▶ TASK STATEMENT
Retype every entry below verbatim, character for character, omitting the pictures.

[Object location annotation data]

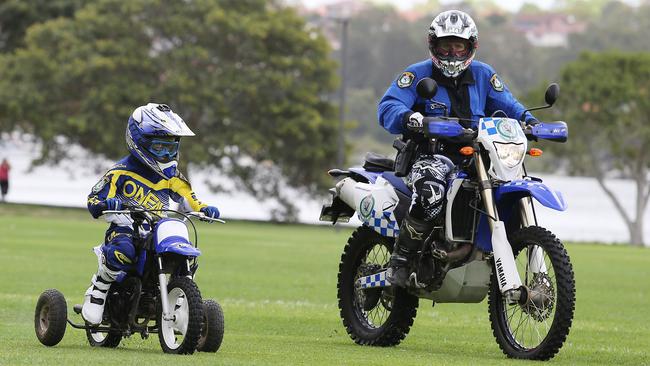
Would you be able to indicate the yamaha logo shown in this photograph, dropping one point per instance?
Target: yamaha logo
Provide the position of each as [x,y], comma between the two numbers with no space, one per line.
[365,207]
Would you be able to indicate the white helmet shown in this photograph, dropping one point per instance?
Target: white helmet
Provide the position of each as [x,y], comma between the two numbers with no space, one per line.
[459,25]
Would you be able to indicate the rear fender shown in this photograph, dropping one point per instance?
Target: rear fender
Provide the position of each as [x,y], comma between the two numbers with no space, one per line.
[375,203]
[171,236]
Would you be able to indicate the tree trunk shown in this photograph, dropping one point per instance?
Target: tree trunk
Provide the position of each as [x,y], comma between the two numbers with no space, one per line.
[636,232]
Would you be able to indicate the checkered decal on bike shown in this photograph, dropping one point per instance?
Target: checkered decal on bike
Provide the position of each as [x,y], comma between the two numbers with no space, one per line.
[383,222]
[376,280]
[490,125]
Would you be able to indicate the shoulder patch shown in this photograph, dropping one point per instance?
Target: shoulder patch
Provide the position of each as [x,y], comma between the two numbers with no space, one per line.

▶ CORRECT RESPONSE
Would you be able to indicate the yamaha logo shown in this photograph, dropping one point per instance?
Target: yamaha logo
Provide the position of each as [x,y], comma between the two numbers with no space, one per line.
[365,207]
Would you be able to indicate the white helmet shown in this photograph, dropping one point per instance?
Target: white helmet
Provide the position of each as [x,y], comma between the two numbers with no space, one per line.
[459,25]
Would you be able to indicate the rear fender shown in this photograph, dropping one point per instance?
Target: rear fender
Provide the position of each as [x,y], comma between the two numbers with no space, one per line.
[375,203]
[171,236]
Would you be able to indicate the tree trunk shown in this photograph, dropping one point per instance?
Target: tree trunk
Provide the position of each as [x,y], comma between the two numbers with no space, one per line.
[636,232]
Would you be able to indicate the checkered decal on bike shown in this photograph, dropping one point per instance?
Target: checkered decal on bike
Provide the position of each as [x,y], comma between the two numbers with no space, one per line.
[383,222]
[376,280]
[490,125]
Would you be able to indicate the shoulder patch shown in this photograph, dropping one point per instance?
Target: shoulder patch
Provide the position of each as [x,y], comma between the two numbers with no space, one per line.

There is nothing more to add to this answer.